PROBLEM DETAILS:
Repeat each record that follows, keeping it identical.

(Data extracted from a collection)

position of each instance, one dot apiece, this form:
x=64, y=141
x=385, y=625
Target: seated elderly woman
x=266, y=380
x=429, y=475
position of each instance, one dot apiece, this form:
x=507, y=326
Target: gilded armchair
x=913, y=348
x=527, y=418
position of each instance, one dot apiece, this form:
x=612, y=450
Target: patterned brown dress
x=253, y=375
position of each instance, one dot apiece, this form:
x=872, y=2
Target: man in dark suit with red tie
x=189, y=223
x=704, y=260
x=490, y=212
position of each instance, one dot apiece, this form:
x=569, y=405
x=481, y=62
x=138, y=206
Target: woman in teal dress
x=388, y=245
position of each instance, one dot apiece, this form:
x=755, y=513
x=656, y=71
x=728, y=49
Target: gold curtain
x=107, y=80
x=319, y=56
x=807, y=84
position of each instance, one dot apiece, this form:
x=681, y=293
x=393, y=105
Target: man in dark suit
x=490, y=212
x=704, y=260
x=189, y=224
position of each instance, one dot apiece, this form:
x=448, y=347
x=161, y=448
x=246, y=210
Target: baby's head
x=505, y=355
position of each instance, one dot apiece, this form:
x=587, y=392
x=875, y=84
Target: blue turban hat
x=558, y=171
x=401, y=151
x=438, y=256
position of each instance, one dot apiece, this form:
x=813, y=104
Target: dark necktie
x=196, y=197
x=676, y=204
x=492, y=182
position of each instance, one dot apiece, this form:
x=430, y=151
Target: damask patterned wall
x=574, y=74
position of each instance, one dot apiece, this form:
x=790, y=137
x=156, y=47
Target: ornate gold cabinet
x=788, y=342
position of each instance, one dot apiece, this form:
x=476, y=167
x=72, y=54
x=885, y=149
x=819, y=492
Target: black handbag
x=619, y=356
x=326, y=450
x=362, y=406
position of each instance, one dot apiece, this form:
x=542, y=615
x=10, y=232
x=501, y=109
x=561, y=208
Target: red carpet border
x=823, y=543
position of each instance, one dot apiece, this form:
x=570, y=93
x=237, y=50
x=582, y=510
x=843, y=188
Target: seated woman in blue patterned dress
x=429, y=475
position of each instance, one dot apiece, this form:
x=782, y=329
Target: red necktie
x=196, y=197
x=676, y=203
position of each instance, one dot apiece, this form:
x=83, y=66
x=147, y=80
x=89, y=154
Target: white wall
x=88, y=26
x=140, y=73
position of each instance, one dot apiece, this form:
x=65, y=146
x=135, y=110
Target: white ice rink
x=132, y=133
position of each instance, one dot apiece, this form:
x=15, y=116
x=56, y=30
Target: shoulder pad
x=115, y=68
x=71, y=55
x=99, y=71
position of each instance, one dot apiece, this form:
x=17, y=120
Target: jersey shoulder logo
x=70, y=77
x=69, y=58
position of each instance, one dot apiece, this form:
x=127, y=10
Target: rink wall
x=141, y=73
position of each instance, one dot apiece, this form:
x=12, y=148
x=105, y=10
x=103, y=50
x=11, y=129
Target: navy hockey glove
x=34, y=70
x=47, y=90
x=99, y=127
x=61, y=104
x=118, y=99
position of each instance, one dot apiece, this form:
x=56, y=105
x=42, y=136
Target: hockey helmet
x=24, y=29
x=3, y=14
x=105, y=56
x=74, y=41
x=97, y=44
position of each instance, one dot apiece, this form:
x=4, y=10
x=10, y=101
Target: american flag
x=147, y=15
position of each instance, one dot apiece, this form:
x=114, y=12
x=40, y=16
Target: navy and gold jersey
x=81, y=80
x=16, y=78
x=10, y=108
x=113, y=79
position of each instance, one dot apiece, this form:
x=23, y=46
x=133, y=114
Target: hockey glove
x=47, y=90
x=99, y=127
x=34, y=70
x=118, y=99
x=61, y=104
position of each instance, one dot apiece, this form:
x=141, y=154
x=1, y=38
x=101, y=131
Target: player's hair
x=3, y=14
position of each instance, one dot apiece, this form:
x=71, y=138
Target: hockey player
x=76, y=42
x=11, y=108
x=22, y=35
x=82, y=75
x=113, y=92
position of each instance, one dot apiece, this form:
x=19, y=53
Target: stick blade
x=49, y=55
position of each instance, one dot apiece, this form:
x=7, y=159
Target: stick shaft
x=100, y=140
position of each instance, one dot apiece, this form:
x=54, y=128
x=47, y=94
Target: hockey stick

YOUR RESPONSE:
position of each instance, one dot apiece, this form:
x=64, y=141
x=385, y=625
Target: seated elderly woman
x=266, y=380
x=429, y=475
position of each instance, one dot apiece, this form:
x=507, y=326
Target: gilded armchair
x=913, y=348
x=527, y=418
position of each instance, one dot apiece, this form:
x=612, y=450
Target: patterned brown dress
x=253, y=375
position of each instance, one dot apiece, this form:
x=872, y=2
Target: man in dark suit with red tie
x=189, y=223
x=704, y=260
x=490, y=212
position of each instance, one dot apiece, this form:
x=569, y=405
x=481, y=62
x=138, y=206
Target: woman in teal dress
x=388, y=245
position of each instance, one dot apiece, this form:
x=755, y=513
x=656, y=71
x=728, y=49
Target: gold curtain
x=107, y=80
x=319, y=56
x=807, y=84
position of each instance, one dot apiece, this form:
x=681, y=293
x=393, y=105
Target: man in dark suit
x=490, y=212
x=704, y=260
x=189, y=224
position of each instance, one dot apiece, this form:
x=448, y=347
x=161, y=448
x=246, y=210
Target: baby's head
x=505, y=355
position of each instance, one dot apiece, this form:
x=587, y=392
x=875, y=84
Target: blue turban hat
x=558, y=171
x=401, y=151
x=438, y=256
position of each instance, one dot apiece, this form:
x=813, y=104
Target: dark necktie
x=196, y=197
x=676, y=204
x=492, y=182
position of each instance, one dot apiece, this form:
x=430, y=151
Target: damask patterned wall
x=574, y=74
position of each instance, one dot apiece, this form:
x=790, y=137
x=156, y=47
Target: ornate gold cabinet
x=788, y=342
position of each instance, one dot apiece, this form:
x=476, y=167
x=72, y=54
x=885, y=149
x=819, y=492
Target: black handbag
x=619, y=356
x=326, y=450
x=362, y=406
position of each instance, one dot apiece, this form:
x=542, y=615
x=10, y=232
x=501, y=109
x=561, y=208
Target: red carpet border
x=823, y=543
position of each instance, one dot apiece, this form:
x=570, y=93
x=237, y=50
x=582, y=510
x=843, y=188
Target: seated woman in blue patterned dress
x=429, y=475
position of each instance, one dot apiece, this form:
x=782, y=329
Target: red necktie
x=196, y=197
x=676, y=203
position of each instance, one dot apiece, this form:
x=83, y=66
x=147, y=80
x=89, y=154
Target: white wall
x=88, y=26
x=140, y=73
position of each instance, one dot apiece, this form:
x=65, y=146
x=135, y=110
Target: white ice rink
x=132, y=133
position of each instance, one dot apiece, this form:
x=15, y=116
x=56, y=30
Target: shoulder pad
x=115, y=68
x=71, y=55
x=99, y=71
position of each instance, one dot apiece, this form:
x=17, y=120
Target: jersey shoulder logo
x=70, y=77
x=69, y=58
position of each instance, one dot apiece, this form:
x=127, y=10
Target: rink wall
x=141, y=73
position of each instance, one dot apiece, this form:
x=12, y=148
x=105, y=10
x=103, y=50
x=11, y=129
Target: navy hockey glove
x=34, y=70
x=47, y=90
x=99, y=127
x=61, y=104
x=118, y=99
position of each instance, one dot apiece, this form:
x=56, y=105
x=42, y=136
Target: hockey helmet
x=24, y=29
x=3, y=14
x=105, y=56
x=74, y=41
x=97, y=44
position of each instance, one dot apiece, this form:
x=4, y=10
x=10, y=101
Target: american flag
x=147, y=15
position of each instance, one dot apiece, this form:
x=114, y=12
x=40, y=16
Target: navy and gold jersey
x=81, y=80
x=16, y=78
x=10, y=108
x=113, y=79
position of each instance, one dot apiece, this form:
x=23, y=46
x=133, y=114
Target: hockey glove
x=47, y=90
x=99, y=127
x=34, y=70
x=118, y=99
x=61, y=104
position of each instance, one dot apiece, this form:
x=141, y=154
x=1, y=38
x=101, y=131
Target: player's hair
x=3, y=14
position of each instance, one dot apiece, this form:
x=71, y=138
Target: hockey player
x=76, y=42
x=11, y=108
x=22, y=35
x=82, y=75
x=113, y=92
position of each instance, one dot apiece, this form:
x=19, y=53
Target: stick blade
x=49, y=55
position of each instance, one dot apiece, this form:
x=7, y=159
Target: stick shaft
x=100, y=140
position of each instance, one dot apiece, this form:
x=54, y=128
x=47, y=94
Target: hockey stick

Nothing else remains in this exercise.